--- GIVEN PROBLEM ---
Copy out everything from the line containing "Given the scene above, your job is to locate the light" down to the line containing "[0,0,87,350]", putting "provide" wherever "supply" appears and keeping all else the same.

#####

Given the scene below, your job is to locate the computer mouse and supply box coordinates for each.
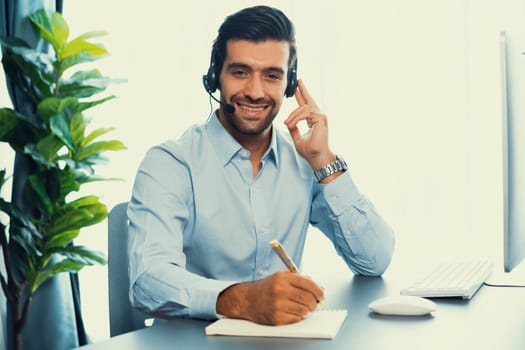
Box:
[368,295,437,316]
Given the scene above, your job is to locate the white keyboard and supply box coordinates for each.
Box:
[401,260,493,299]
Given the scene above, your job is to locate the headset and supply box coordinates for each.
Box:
[202,47,297,99]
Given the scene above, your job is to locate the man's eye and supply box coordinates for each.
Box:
[266,73,282,80]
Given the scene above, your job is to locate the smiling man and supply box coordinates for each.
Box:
[128,6,394,324]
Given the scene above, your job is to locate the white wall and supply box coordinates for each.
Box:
[1,0,524,339]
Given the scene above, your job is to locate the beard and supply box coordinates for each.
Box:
[224,97,278,135]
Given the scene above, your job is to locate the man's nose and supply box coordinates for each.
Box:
[244,76,264,100]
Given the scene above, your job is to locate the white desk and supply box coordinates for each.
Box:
[77,272,525,350]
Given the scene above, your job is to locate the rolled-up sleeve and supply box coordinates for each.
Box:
[310,171,395,276]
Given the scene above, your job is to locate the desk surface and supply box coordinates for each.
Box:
[77,273,525,350]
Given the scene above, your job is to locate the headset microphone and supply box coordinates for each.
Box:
[202,75,235,113]
[208,91,235,113]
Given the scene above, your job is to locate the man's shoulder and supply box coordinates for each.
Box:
[152,124,207,160]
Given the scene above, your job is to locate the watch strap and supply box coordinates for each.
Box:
[314,155,348,182]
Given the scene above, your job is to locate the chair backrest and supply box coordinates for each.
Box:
[108,202,151,337]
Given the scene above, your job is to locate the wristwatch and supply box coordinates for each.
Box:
[314,155,348,182]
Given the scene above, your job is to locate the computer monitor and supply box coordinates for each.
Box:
[500,31,525,272]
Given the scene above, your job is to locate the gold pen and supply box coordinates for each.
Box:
[269,239,323,308]
[270,239,299,272]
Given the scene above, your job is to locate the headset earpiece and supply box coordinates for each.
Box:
[284,59,297,97]
[202,49,219,94]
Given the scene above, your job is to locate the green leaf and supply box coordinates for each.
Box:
[47,199,107,236]
[28,9,69,57]
[57,170,81,199]
[62,37,108,59]
[51,259,86,274]
[3,47,56,99]
[78,96,115,112]
[27,174,54,216]
[0,169,8,189]
[0,108,19,142]
[70,113,86,149]
[82,128,115,146]
[49,112,75,151]
[46,230,80,248]
[23,144,57,168]
[58,69,111,98]
[74,140,126,160]
[26,270,56,295]
[50,245,106,265]
[33,135,63,164]
[37,97,79,123]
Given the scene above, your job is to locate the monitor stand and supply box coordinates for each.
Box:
[485,260,525,287]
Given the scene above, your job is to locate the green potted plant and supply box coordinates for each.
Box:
[0,10,125,349]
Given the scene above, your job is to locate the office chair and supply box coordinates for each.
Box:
[108,202,151,337]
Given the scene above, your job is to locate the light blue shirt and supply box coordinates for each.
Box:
[128,114,394,319]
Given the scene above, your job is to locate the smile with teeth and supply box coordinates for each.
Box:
[239,105,266,112]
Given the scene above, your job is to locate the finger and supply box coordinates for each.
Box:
[297,80,318,109]
[294,79,306,106]
[290,275,324,302]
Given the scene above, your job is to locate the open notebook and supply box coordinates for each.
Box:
[205,310,347,339]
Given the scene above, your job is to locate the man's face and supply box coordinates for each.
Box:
[220,40,290,136]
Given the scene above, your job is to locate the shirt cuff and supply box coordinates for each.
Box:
[321,171,361,216]
[189,279,239,319]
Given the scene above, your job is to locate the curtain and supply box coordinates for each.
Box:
[0,0,87,350]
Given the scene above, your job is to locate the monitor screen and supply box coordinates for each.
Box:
[500,32,525,272]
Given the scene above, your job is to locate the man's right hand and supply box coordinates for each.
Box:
[217,271,324,325]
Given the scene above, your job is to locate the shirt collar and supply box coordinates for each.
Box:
[206,112,279,166]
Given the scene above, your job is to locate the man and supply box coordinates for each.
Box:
[128,6,394,325]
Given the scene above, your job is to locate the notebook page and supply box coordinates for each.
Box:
[205,310,347,339]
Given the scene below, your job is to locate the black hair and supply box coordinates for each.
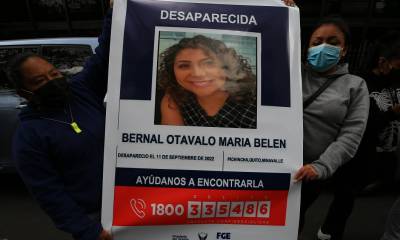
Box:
[311,15,351,49]
[364,30,400,71]
[6,52,46,92]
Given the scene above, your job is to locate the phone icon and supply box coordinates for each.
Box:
[131,198,146,218]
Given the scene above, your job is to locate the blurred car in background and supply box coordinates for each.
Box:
[0,38,98,173]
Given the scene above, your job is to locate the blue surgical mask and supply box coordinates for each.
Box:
[307,43,341,72]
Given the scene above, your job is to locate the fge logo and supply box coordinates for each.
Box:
[217,232,231,239]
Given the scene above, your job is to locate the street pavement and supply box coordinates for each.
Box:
[0,173,396,240]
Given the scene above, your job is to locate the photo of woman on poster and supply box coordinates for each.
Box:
[156,35,257,128]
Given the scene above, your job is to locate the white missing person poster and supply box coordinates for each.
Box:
[102,0,303,240]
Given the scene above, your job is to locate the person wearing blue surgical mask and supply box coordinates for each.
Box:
[294,17,369,239]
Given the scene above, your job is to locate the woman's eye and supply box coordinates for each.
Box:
[178,63,190,69]
[51,71,62,77]
[327,40,340,46]
[203,59,215,67]
[311,41,322,47]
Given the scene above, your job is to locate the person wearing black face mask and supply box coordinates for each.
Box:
[360,31,400,240]
[8,1,112,240]
[364,31,400,189]
[21,76,71,111]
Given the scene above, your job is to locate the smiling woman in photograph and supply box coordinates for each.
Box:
[157,35,257,128]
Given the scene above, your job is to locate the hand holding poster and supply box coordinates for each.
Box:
[102,0,302,240]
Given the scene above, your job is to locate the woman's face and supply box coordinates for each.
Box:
[174,48,226,97]
[308,24,347,57]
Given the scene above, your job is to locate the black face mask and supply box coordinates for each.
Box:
[30,77,71,110]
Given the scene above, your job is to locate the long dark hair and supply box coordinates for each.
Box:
[157,35,256,106]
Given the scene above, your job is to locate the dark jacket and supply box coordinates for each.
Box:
[13,10,111,240]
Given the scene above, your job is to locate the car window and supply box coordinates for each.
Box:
[42,45,92,75]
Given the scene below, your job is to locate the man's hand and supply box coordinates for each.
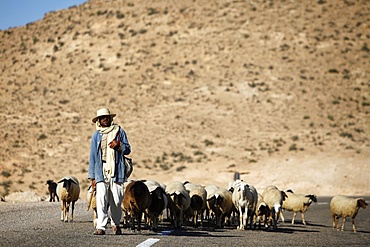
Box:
[108,140,121,149]
[91,179,96,189]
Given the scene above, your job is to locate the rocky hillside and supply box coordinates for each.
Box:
[0,0,370,195]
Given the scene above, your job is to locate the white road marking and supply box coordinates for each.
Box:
[317,202,329,205]
[136,238,159,247]
[158,230,174,236]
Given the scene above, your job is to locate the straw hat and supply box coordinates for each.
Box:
[92,108,116,123]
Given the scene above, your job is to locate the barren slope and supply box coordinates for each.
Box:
[0,0,370,195]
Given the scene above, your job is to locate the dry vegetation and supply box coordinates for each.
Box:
[0,0,370,198]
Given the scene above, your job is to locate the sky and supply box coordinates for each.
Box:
[0,0,87,30]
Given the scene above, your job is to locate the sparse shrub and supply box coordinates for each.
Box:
[361,43,370,52]
[116,10,125,19]
[291,136,299,142]
[37,134,48,141]
[176,166,186,172]
[328,115,334,121]
[1,171,11,178]
[289,143,297,151]
[148,8,159,15]
[339,132,353,140]
[204,139,214,146]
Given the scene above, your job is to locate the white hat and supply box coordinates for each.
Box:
[92,108,116,123]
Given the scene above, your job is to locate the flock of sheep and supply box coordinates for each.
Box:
[47,176,368,232]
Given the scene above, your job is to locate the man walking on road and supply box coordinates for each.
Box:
[88,108,131,235]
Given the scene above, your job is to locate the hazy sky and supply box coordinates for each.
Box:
[0,0,87,30]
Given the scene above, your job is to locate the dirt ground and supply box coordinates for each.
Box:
[0,0,370,199]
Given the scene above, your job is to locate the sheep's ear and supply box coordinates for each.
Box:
[281,191,288,201]
[207,196,215,202]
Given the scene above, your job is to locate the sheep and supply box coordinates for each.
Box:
[204,185,220,221]
[254,193,270,228]
[330,195,368,232]
[262,185,287,229]
[86,185,98,227]
[57,176,80,222]
[144,180,168,232]
[280,190,317,225]
[46,180,59,202]
[184,182,207,228]
[166,181,190,228]
[229,180,258,230]
[121,180,152,231]
[207,188,233,228]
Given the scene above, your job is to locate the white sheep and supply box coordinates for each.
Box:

#####

--- EXERCISE SOLUTION ---
Given the scene above, your job is to locate the light blue shirt and provide box coordinates for each.
Box:
[128,114,394,319]
Given the scene above, your job is to locate the smile with teeth and provide box coordinates for each.
Box:
[239,105,266,112]
Given the scene above, your job is to locate the finger and provide box coordinates for each.
Box:
[297,80,318,109]
[294,79,306,106]
[290,275,324,302]
Given the scene above, your job is to locate the open notebook and provide box coordinates for each.
Box:
[205,310,347,339]
Given the scene above, your job is to locate the man's face and provide box coordinates for each.
Box:
[220,40,290,136]
Given the scene above, your job is to locate the shirt cuff and provide box coordinates for each.
Box:
[321,171,361,216]
[189,279,239,319]
Given the scene above, your job is to locate the curtain and provide box coordinates for each.
Box:
[0,0,87,350]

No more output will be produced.